= Task instructions =
[1] Rewrite the paragraph of the Manus text that begins "Manus’s revenue mix shows" as a short bulleted list that keeps its main facts.
[2] Give again the part of the Manus text that opens with the words containing "Manus’s revenue mix" and closes with "and structured workflows.", switching "Japan" to "South Korea".

= Text =
━━━

Manus’s revenue mix shows that consumer AI agents are breaking out first in markets that sit outside the core Silicon Valley adoption loop. Japan and the Middle East have a long history of paying for mobile productivity and assistant software, and Manus’s all in one workflow, where a user can ask it to research, browse, fill forms, run code, and make a deck in one session, travels well across those markets without needing a deep local sales force or enterprise procurement motion.

  • Japan fits Manus especially well because the product behaves like a high end digital assistant, not just a chatbot. It can turn a vague request into a finished artifact, which matches demand in a market that has long paid for convenience software and structured workflows.
  • The Middle East and the U.S. point to two different growth engines. In the Middle East, fast moving buyers often adopt new software through direct online spend. In the U.S., Manus is proving it can win attention even while competing against local agent products like Genspark and coding agents like Cognition.
  • This geographic mix also explains why Manus moved its legal center to Singapore and built a U.S. entity. For a product that handles browser sessions, files, and external tools, trust and regulatory optics matter almost as much as raw model quality when selling outside China.

Going forward, the winners in consumer agents will be the companies that turn global demand spikes into durable local footholds before foundation model labs absorb the workflow into their own products. Manus has already shown that distribution can come from borderless online demand. The next step is turning that demand into sticky regional habit and trust.

━━━

= Data section =
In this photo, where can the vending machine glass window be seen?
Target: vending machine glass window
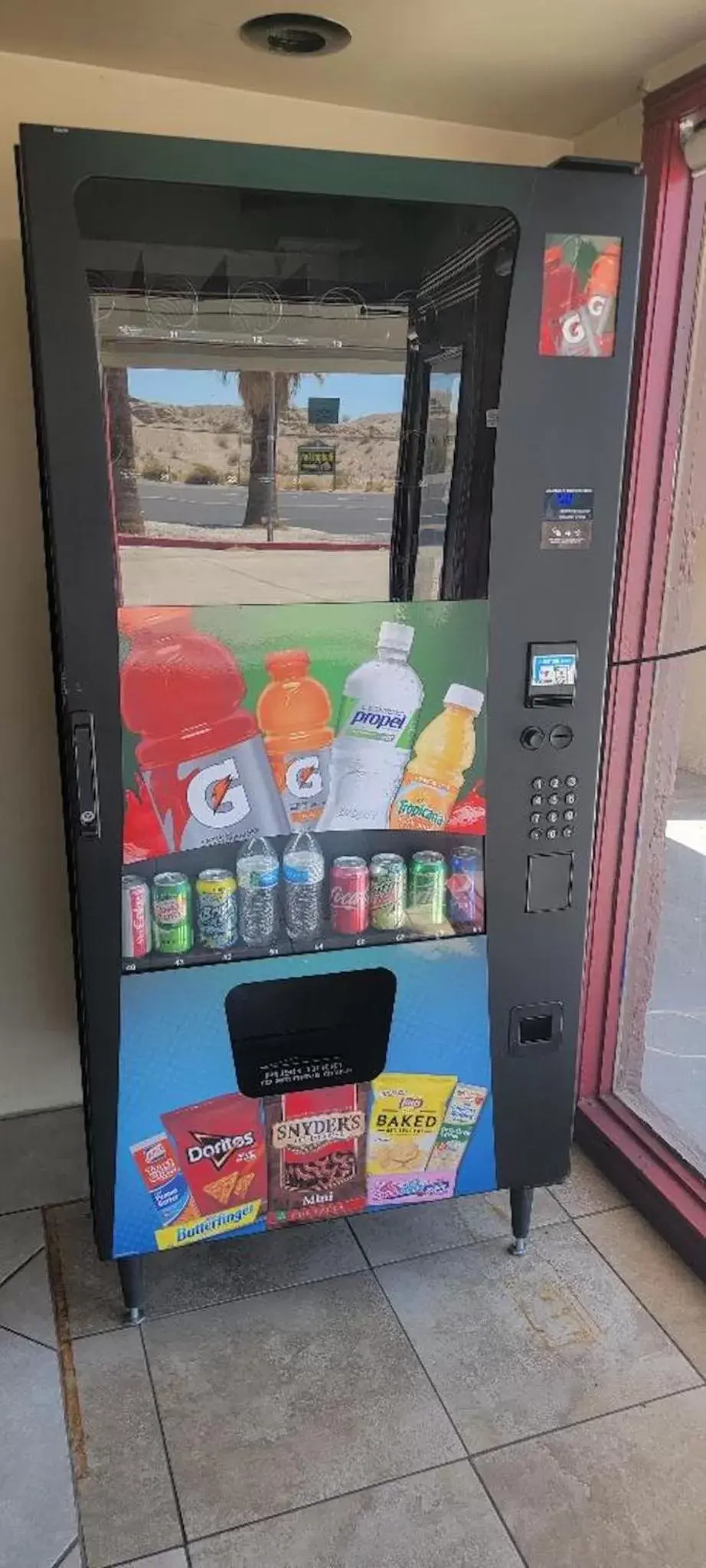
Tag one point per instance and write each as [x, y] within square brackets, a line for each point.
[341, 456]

━━━

= Replies =
[1]
- Manus’s revenue mix shows that consumer AI agents are breaking out first in markets outside the core Silicon Valley adoption loop.
- Japan and the Middle East have long paid for mobile productivity and assistant software.
- Manus’s all-in-one workflow lets a user research, browse, fill forms, run code, and make a deck in one session.
- That workflow travels well across those markets without a deep local sales force or enterprise procurement motion.

[2]
Manus’s revenue mix shows that consumer AI agents are breaking out first in markets that sit outside the core Silicon Valley adoption loop. South Korea and the Middle East have a long history of paying for mobile productivity and assistant software, and Manus’s all in one workflow, where a user can ask it to research, browse, fill forms, run code, and make a deck in one session, travels well across those markets without needing a deep local sales force or enterprise procurement motion.

  • South Korea fits Manus especially well because the product behaves like a high end digital assistant, not just a chatbot. It can turn a vague request into a finished artifact, which matches demand in a market that has long paid for convenience software and structured workflows.